Referring expression pointing data
◇ ◇ ◇

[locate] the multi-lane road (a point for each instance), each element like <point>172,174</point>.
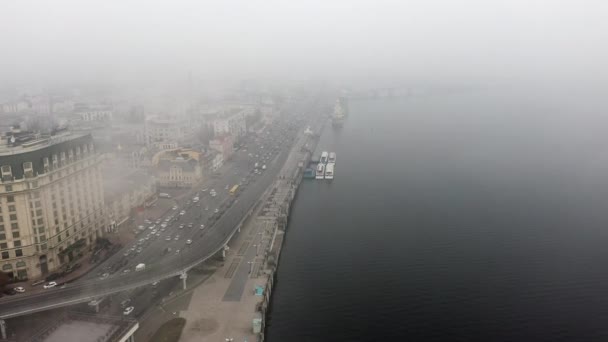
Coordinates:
<point>205,243</point>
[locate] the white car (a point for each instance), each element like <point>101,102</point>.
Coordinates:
<point>50,285</point>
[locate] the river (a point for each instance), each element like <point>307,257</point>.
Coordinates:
<point>478,215</point>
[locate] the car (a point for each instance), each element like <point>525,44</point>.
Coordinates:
<point>50,285</point>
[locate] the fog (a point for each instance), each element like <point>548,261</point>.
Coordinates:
<point>70,40</point>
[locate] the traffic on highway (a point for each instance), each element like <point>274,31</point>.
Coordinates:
<point>197,227</point>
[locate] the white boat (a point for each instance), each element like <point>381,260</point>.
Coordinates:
<point>323,159</point>
<point>320,171</point>
<point>329,171</point>
<point>332,157</point>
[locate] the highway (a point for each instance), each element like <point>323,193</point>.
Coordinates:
<point>205,243</point>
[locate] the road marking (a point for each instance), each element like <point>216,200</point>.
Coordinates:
<point>232,268</point>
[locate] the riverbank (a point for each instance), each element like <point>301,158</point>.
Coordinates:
<point>233,301</point>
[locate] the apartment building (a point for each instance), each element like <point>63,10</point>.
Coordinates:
<point>51,201</point>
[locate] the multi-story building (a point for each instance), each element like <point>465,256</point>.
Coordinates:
<point>94,112</point>
<point>231,123</point>
<point>223,145</point>
<point>124,192</point>
<point>51,201</point>
<point>166,130</point>
<point>179,168</point>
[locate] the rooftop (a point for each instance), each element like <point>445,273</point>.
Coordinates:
<point>27,141</point>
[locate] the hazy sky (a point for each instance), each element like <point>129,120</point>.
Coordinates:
<point>66,40</point>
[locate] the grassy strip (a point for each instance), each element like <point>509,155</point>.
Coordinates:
<point>170,331</point>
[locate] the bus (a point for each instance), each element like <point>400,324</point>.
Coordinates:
<point>234,189</point>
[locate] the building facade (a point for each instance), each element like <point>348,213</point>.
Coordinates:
<point>233,123</point>
<point>124,192</point>
<point>94,112</point>
<point>223,145</point>
<point>51,202</point>
<point>180,168</point>
<point>159,130</point>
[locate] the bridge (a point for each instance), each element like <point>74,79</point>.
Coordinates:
<point>214,242</point>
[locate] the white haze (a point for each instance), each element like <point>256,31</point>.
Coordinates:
<point>75,41</point>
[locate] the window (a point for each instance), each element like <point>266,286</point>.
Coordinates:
<point>6,172</point>
<point>28,169</point>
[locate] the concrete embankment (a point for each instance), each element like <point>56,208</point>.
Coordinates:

◇ ◇ ◇

### BRIEF
Please reproduce the records above exactly, omitting every picture.

### RESPONSE TO THIS TASK
[locate] the multi-lane road (a point for each instance), each element like <point>172,174</point>.
Coordinates:
<point>205,243</point>
[locate] the white car (a point for each instance), each element like <point>101,102</point>.
Coordinates:
<point>50,285</point>
[locate] the river (a point for each instance), each element like <point>307,257</point>.
Coordinates:
<point>478,215</point>
[locate] the car (a point for each instance), each element like <point>525,44</point>.
Coordinates:
<point>50,285</point>
[locate] the fog (a point for each instance), each element like <point>548,261</point>.
Coordinates:
<point>70,40</point>
[locate] the traffic on highway (a point for each instance), each element like <point>274,31</point>.
Coordinates:
<point>197,227</point>
[locate] the white boat (a point for each instance), each element like <point>381,260</point>.
Coordinates:
<point>323,159</point>
<point>320,171</point>
<point>329,171</point>
<point>332,157</point>
[locate] the highway (a point for each instance), each element like <point>323,193</point>.
Coordinates:
<point>205,243</point>
[locate] the road marking (a point for each instance), each element like <point>216,200</point>.
Coordinates:
<point>232,268</point>
[locate] the riverbank (a point for each instance), each element like <point>301,158</point>.
Coordinates:
<point>233,301</point>
[locate] the apartment building (a point for each instance), each element like <point>63,10</point>.
Coordinates:
<point>51,201</point>
[locate] the multi-story building (a point for each instance), each element like <point>465,256</point>.
Coordinates:
<point>94,112</point>
<point>231,123</point>
<point>223,145</point>
<point>124,192</point>
<point>51,201</point>
<point>166,130</point>
<point>179,168</point>
[locate] the rooftop (a point for each instance), each element like <point>445,273</point>.
Coordinates:
<point>27,141</point>
[locate] the hazy sky (a point for each instance), each element like <point>129,120</point>.
Coordinates:
<point>66,40</point>
[locate] the grassy strip (a point for each instance), each element like <point>509,155</point>.
Coordinates:
<point>170,331</point>
[locate] the bus (a point for each instance), each element like <point>400,324</point>.
Coordinates:
<point>234,189</point>
[locate] the building facade (a point for each instance), each element like <point>348,213</point>.
Coordinates:
<point>233,123</point>
<point>124,192</point>
<point>94,112</point>
<point>223,145</point>
<point>51,202</point>
<point>180,168</point>
<point>159,130</point>
[locate] the bridge (a point for each instance), each element like <point>74,79</point>.
Coordinates:
<point>214,242</point>
[locate] the white haze (a point for each instance), each element like <point>256,31</point>.
Coordinates:
<point>75,41</point>
[locate] the window (a point for each instance), each element like <point>266,286</point>.
Coordinates:
<point>6,172</point>
<point>28,169</point>
[locate] the concrete embankment (a point for each instance), each element like <point>56,208</point>.
Coordinates:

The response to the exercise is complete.